» **AUFGABENSTELLUNG**
Welche Begriffe nennt der Text über das LSBTIAPQ-Alphabet als Beispiele dafür, wie leicht oder schwer man an etwas denken kann, ohne das Wort dafür zu verwenden? Führe alle auf.

____ SEITENTEXT

Ich liebe das LSBTIAPQ…. Alphabet. Wirklich, je mehr Wörter, desto besser! Es ist schwer, etwas zu denken, für das wir keine Wörter haben. Ein paar Sachen funktionieren, insoweit wir sowas haben, über bildliche Vorstellung. An einen Baum, einen Strand oder einen Apfel können wir vielleicht noch denken, ohne das Wort zu verwenden, bei Natur, Liebe oder Demokratie wird das schon schwieriger.
Sexuelle Orientierung und geschlechtliche Identität sind ebenso schwer zu fassen, und darum wird es im Folgenden gehen. Ich lade euch ein auf eine kleine Reise durch meine Jugend – eine Zeit, die ich teilweise noch ohne Internet und hauptsächlich verwirrt verbrachte.

________
____ ERFASSTE DATEN

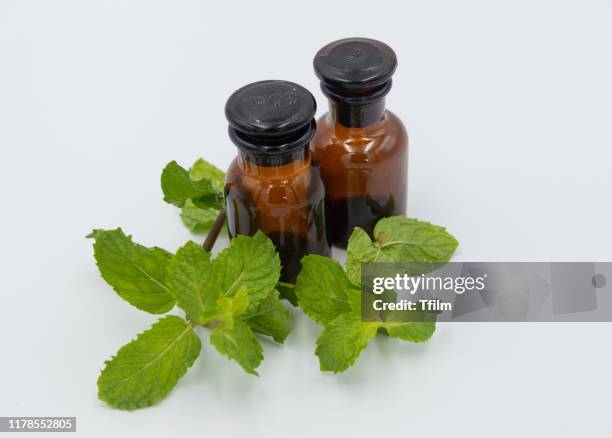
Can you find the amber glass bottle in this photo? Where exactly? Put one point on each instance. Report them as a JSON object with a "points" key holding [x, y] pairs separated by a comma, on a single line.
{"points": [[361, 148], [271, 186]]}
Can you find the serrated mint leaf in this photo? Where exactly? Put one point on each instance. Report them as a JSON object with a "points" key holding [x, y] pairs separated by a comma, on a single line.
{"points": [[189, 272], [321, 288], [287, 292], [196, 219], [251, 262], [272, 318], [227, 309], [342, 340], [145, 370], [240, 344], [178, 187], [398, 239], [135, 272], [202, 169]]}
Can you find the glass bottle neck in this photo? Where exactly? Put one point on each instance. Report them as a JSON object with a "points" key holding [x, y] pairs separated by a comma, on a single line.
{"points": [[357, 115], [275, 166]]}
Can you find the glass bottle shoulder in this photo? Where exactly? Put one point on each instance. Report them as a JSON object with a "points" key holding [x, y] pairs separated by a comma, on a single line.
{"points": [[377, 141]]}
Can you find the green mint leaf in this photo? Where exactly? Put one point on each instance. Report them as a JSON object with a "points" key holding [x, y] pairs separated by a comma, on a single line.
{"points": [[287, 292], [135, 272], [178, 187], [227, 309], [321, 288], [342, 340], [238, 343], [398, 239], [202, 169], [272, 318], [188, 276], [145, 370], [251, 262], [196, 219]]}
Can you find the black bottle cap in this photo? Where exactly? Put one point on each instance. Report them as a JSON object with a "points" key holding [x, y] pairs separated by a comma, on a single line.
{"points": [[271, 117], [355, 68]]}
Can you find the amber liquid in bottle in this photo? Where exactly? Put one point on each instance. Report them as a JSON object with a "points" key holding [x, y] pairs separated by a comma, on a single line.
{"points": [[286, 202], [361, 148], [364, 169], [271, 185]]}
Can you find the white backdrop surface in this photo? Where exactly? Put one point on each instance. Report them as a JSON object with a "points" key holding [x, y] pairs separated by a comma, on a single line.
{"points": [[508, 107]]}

________

» **VOLLSTÄNDIGE ANTWORT**
Baum, Strand, Apfel, Natur, Liebe, Demokratie